> Excerpts from a dataset
= = = = = = =
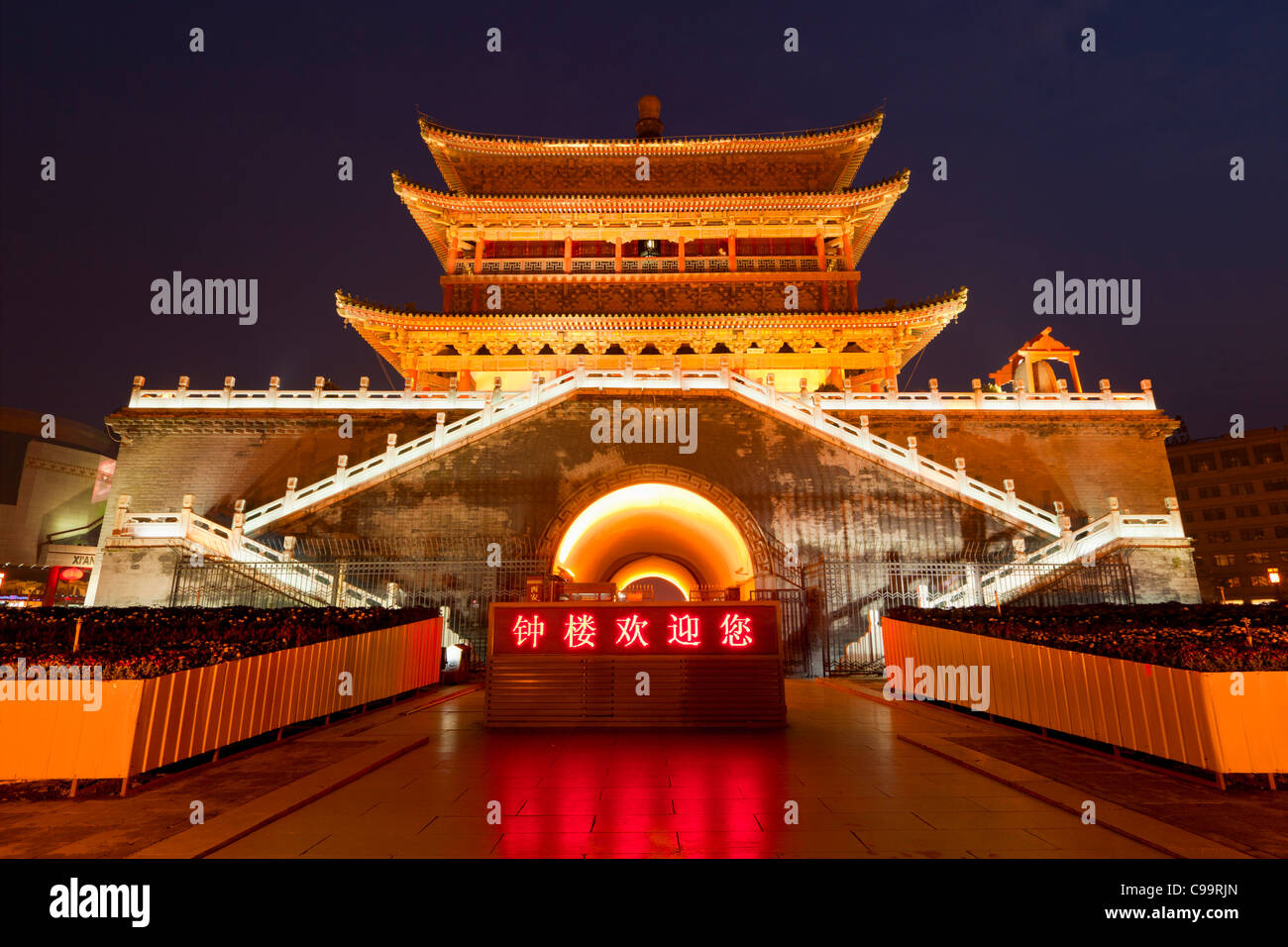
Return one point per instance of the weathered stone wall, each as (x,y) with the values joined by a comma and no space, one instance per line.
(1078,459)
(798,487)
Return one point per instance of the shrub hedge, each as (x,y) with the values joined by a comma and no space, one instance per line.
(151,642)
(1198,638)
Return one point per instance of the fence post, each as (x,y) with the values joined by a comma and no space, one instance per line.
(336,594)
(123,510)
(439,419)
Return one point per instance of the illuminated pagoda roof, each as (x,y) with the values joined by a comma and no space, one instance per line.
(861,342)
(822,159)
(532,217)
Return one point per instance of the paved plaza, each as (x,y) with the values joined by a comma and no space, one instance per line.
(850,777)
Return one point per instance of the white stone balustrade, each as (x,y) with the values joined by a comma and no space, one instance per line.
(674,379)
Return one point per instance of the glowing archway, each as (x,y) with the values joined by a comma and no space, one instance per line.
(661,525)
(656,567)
= = = = = = =
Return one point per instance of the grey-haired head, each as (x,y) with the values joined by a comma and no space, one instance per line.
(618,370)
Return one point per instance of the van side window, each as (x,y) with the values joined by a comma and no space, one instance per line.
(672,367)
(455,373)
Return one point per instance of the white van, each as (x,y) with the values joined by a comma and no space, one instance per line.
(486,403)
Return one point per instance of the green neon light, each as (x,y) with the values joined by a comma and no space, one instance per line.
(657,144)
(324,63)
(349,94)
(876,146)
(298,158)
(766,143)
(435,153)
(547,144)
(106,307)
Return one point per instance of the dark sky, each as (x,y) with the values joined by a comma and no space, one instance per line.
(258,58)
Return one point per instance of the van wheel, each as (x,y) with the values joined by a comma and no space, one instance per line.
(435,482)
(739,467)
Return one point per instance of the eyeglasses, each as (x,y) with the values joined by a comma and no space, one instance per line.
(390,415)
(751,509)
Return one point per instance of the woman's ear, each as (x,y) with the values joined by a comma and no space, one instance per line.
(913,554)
= = = = = = =
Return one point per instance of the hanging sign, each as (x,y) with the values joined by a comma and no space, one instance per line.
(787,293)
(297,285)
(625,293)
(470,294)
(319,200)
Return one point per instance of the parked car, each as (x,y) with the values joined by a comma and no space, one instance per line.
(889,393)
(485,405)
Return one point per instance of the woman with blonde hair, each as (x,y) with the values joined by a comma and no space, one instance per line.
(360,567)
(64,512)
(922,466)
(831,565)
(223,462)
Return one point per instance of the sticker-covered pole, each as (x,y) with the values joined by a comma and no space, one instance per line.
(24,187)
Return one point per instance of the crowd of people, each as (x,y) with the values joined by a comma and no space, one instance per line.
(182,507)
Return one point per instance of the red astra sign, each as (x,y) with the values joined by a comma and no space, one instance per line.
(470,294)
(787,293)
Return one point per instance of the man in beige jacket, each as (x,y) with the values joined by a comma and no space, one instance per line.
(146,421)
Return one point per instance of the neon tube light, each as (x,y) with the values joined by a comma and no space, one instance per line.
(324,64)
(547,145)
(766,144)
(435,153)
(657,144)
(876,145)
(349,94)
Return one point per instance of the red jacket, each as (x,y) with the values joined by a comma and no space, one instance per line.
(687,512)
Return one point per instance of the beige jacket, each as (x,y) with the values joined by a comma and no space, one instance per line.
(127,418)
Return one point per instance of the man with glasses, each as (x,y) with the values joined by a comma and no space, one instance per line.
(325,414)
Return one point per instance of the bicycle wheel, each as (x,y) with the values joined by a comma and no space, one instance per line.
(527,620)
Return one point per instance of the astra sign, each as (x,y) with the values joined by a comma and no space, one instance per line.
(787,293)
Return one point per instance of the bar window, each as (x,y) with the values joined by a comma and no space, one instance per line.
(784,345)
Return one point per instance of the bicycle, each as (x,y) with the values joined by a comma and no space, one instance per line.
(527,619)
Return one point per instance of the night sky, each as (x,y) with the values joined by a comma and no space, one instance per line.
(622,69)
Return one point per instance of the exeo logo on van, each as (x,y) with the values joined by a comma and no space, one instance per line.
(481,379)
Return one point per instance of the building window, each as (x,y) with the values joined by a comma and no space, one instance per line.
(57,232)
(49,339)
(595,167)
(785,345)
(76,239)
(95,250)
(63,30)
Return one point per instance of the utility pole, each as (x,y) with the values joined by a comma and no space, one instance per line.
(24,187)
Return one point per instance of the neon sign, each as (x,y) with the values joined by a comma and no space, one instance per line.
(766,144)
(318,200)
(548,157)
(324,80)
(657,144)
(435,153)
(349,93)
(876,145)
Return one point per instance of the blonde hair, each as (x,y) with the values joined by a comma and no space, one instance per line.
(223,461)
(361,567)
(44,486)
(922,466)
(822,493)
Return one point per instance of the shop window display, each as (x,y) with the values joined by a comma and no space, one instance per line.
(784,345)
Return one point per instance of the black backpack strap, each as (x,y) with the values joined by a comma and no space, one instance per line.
= = = = = = =
> Requirement
Only those lines of the entries above that run from the line containing "Return one point per instance of the neon sign, each" to the line containing "Return one point per instance of the black", both included, should be transcribed exactly.

> Response area
Return one point per instance of the neon sign, each as (x,y) with the values joined by a comma and no space, one instance per line.
(766,144)
(318,200)
(548,157)
(324,80)
(657,144)
(435,153)
(349,93)
(876,145)
Return one point per instance of the blonde hair, each as (x,y) with the values joined by a comma and no space, one instance per line.
(223,461)
(361,567)
(44,486)
(922,466)
(822,493)
Return one point per instance of the shop window display, each as (x,y) with the values joined by a comma and no space, one instance per line.
(784,345)
Return one point per instance of the black backpack strap, each as (x,y) with the values joined by a comma and no space, one instance per line.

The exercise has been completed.